WORK REQUIRED:
The answer should be each line of the records that contains the word "stake"; please copy them all.

DATA LISTING:
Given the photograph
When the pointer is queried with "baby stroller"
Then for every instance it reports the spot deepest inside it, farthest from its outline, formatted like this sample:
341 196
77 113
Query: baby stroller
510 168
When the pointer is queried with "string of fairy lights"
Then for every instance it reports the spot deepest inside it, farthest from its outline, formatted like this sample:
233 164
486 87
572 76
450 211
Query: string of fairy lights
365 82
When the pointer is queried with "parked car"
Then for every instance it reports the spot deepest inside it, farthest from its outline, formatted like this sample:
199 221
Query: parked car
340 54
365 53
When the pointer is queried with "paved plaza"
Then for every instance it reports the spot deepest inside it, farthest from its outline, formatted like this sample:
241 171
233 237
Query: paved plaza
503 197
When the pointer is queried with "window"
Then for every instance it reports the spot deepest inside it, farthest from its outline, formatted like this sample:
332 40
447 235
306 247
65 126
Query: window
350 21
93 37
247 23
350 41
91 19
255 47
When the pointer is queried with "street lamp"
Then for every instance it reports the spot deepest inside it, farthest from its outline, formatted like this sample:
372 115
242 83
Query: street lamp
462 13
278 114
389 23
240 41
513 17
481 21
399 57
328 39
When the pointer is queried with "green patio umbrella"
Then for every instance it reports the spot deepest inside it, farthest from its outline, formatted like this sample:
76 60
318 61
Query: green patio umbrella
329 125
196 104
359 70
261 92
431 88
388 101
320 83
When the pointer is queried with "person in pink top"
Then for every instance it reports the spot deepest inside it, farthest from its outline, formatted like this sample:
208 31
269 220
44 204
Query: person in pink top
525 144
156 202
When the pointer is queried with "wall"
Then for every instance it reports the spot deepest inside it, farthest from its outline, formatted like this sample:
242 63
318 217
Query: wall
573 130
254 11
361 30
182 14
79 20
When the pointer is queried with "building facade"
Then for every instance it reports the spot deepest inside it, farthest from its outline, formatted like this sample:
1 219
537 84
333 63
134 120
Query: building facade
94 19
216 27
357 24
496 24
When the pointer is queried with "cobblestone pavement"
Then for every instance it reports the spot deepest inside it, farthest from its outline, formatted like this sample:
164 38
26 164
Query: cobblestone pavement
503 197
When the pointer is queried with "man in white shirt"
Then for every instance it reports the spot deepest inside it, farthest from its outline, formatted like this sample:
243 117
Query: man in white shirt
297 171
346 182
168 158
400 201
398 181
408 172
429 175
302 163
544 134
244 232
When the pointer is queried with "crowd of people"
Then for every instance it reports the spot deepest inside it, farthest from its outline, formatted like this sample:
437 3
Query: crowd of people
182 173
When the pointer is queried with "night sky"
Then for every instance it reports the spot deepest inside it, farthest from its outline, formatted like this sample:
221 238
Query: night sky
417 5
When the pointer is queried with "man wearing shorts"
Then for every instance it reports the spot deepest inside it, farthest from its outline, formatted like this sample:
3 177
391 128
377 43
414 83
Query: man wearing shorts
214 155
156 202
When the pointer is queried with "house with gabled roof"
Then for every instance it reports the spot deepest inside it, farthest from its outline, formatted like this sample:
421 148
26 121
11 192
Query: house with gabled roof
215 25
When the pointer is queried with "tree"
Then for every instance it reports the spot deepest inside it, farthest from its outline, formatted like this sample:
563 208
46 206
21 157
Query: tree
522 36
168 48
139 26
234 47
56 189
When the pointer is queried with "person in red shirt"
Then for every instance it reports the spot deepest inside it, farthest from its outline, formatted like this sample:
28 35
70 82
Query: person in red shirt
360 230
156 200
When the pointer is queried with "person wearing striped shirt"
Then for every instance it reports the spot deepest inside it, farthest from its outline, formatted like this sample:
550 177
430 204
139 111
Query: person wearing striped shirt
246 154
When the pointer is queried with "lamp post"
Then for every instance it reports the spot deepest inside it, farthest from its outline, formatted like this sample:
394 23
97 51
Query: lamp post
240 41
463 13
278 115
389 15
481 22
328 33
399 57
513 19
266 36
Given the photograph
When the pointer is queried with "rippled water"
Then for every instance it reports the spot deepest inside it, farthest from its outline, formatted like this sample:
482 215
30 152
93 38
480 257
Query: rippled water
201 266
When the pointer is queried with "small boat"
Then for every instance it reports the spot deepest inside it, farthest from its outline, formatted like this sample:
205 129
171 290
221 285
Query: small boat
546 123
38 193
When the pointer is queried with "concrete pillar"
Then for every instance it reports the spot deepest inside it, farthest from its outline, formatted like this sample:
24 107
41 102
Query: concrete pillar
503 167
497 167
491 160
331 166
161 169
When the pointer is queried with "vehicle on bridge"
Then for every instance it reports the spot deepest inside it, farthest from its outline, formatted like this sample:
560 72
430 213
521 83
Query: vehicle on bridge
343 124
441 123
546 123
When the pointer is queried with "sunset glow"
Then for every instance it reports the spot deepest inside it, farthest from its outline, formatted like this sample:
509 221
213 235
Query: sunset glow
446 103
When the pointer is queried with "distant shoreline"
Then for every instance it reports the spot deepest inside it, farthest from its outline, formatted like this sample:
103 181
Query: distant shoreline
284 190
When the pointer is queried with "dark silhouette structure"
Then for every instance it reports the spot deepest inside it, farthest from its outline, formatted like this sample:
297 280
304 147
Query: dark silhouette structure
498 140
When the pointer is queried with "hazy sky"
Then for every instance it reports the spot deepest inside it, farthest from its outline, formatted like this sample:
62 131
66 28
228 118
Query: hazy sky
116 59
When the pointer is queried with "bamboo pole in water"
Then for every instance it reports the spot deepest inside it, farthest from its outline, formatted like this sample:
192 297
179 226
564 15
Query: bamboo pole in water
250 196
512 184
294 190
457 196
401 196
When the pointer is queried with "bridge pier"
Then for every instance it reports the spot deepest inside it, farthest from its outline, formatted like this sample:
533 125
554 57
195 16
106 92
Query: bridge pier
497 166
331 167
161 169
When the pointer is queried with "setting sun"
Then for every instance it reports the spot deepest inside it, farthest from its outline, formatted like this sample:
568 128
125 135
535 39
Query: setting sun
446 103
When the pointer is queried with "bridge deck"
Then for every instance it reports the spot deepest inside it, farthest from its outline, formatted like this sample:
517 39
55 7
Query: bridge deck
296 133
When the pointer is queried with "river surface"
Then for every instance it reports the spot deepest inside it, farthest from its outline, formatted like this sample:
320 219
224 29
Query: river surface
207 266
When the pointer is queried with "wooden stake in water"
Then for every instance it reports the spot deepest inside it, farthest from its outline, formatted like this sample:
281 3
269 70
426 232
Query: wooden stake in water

WRITTEN SOLUTION:
When the pointer is queried with "wooden stake in water"
Query: wooden stake in water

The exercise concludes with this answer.